Les recommandations préconisent la surveillance régulière de l’œsophage de Barrett, le bénéfice d’une telle surveillance sur la morbidité et la mortalité reste cependant encore controversé. Bien que de nombreux travaux plaident en sa faveur, il n’a pas encore été prouvé avec certitude par des essais randomisés. Trois raisons concourent à cette incertitude : l’incidence des transformations néoplasiques est relativement faible, la surveillance devrait inclure un grand nombre de patients et enfin il n’existe pas encore de test permettant de « stadifier » précisément le risque de transformation maligne. D’un autre côté, le faible taux de survie des patients atteints d’adénocarcinome serait plutôt un argument en faveur de la surveillance systématique. L’une des questions fondamentales dans ce débat est évidemment de déterminer si la surveillance réduit ou non le risque de décès par adénocarcinome oesophagien.
Une étude récente vient apporter des arguments aux tenants de la surveillance systématique. Il s’agit d’une étude prospective de cohorte, incluant 720 patients présentant un œsophage de Barrett d’au moins 2 cm confirmé par la présence de métaplasie intestinale. Les patients ont été surveillés pendant 6,6 ans en moyenne, selon les recommandations de l’American College of Gastroenterology.
Une progression néoplasique est dépistée chez 50 (7 %) d’entre eux, après environ 3,2 ans (2,0 -5,3). Pour 39 patients (78 %), l’endoscopie de contrôle découvre une dysplasie de haut grade ou un carcinome in situ ; pour 7 (14 %), il s’agit d’une tumeur T1 ; pour 2 (4 %), d’une tumeur T2, et pour 2 autres, d’une tumeur T3. L’incidence totale des lésions de haut grade et des adénocarcinomes s’élève ainsi à 1,3 pour 100 patients-années.
Neuf (18 %) des patients chez qui l’endoscopie de contrôle a dépisté une progression néoplasique bénéficieront d’une surveillance intensive par endoscopie, 30 (60 %) d’un traitement endoscopique, 4 (8 %) d’une résection chirurgicale et 2 (4 %) d’une résection chirurgicale avec chimiothérapie néoadjuvante. Au moment de la communication des résultats de l’étude, 4 patients venaient d’être diagnostiqués et n’avaient pas encore reçu de traitement et 1 patient était décédé pour un motif autre que son œsophage de Barrett.
Pour les auteurs, ce constat est en faveur d’une surveillance systématique qui permet de détecter des lésions de haut grade ou des adénocarcinomes à un stade précoce et encore accessible au traitement endoscopique. Ils s’appuient sur les taux de survie constatés dans cette étude : la survie globale à 5 ans de 78 % (intervalle de confiance à 95 % [IC95] de 0,61 à 0,94) et le taux de survie spécifique à 5 ans de 91 % (IC95 de 0,81 à 1,00), ce qui selon les auteurs est le maximum de ce qui est attendu classiquement pour ce type de patients (stade 0, TisN0M0, survie à 5 ans > 90 %).

:: OBJECTIF DE LA TÂCHE ::
Renvoyez mot pour mot l'extrait du texte sur l'œsophage de Barrett qui débute aux mots « Une progression néoplasique est » et se termine après « pour 100 patients-années. ». Les enregistrements sont indépendants du texte sur l'œsophage de Barrett.

:: DONNÉES EXTRAITES ::
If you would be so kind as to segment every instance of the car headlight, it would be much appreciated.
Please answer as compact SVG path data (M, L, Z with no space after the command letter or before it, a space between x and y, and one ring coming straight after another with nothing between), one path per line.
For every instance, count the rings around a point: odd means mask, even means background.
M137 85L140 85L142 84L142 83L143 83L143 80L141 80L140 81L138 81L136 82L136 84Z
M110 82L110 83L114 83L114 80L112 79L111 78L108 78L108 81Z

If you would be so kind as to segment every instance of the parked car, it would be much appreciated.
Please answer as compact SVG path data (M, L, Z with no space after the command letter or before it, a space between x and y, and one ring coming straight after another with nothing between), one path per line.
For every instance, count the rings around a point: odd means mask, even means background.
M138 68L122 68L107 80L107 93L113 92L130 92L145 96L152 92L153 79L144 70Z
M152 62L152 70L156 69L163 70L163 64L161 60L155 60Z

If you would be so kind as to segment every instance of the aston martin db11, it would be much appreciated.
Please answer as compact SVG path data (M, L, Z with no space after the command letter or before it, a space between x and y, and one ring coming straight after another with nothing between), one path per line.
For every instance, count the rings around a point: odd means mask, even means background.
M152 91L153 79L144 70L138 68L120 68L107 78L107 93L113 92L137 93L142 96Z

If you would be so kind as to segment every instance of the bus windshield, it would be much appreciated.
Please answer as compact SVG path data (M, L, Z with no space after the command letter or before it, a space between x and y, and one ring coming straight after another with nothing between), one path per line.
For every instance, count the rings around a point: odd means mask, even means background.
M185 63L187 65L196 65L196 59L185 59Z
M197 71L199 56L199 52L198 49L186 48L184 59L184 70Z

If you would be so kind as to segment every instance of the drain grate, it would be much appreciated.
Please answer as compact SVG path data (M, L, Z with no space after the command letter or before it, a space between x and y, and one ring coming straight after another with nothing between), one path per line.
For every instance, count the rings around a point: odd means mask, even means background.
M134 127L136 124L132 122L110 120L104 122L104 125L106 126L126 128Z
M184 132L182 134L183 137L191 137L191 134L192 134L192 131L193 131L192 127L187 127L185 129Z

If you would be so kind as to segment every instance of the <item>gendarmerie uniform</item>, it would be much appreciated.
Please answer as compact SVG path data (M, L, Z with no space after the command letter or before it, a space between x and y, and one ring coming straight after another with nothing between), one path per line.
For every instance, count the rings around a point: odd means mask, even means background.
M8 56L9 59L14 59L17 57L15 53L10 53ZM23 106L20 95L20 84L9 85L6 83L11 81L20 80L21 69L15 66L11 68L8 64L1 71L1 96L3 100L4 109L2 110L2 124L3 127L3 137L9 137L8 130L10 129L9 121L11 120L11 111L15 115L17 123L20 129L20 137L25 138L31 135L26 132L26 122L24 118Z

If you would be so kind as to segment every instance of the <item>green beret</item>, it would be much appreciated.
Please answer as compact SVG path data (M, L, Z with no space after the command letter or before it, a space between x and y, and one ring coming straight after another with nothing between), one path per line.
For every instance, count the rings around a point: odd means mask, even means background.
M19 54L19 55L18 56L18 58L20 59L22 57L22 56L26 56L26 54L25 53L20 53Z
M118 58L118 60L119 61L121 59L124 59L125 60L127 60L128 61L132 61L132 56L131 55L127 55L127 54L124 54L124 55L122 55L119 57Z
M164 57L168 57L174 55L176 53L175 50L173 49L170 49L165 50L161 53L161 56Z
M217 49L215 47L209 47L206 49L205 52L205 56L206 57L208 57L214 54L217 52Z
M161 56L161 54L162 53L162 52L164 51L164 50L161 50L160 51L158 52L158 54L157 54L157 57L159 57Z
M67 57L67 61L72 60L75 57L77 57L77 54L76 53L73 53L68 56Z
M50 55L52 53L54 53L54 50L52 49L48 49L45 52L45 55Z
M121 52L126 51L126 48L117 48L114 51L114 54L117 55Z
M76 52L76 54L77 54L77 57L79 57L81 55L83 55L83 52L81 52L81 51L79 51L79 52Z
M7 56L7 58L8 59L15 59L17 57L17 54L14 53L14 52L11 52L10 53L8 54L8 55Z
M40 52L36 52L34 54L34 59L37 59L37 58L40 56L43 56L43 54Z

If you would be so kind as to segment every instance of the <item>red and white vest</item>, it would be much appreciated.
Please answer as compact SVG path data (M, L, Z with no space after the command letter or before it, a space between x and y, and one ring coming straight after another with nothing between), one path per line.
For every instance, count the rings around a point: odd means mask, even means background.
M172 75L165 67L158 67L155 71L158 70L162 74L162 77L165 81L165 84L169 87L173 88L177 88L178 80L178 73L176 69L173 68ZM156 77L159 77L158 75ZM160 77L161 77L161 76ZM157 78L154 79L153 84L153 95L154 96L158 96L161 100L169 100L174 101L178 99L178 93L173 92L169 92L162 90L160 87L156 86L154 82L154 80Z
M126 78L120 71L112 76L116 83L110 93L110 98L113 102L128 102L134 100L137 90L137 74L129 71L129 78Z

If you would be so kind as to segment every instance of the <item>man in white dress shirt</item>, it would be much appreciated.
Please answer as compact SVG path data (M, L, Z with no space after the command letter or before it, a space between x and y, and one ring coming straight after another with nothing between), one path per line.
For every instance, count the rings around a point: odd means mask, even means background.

:: RÉSULTAT DE LA TÂCHE ::
Une progression néoplasique est dépistée chez 50 (7 %) d’entre eux, après environ 3,2 ans (2,0 -5,3). Pour 39 patients (78 %), l’endoscopie de contrôle découvre une dysplasie de haut grade ou un carcinome in situ ; pour 7 (14 %), il s’agit d’une tumeur T1 ; pour 2 (4 %), d’une tumeur T2, et pour 2 autres, d’une tumeur T3. L’incidence totale des lésions de haut grade et des adénocarcinomes s’élève ainsi à 1,3 pour 100 patients-années.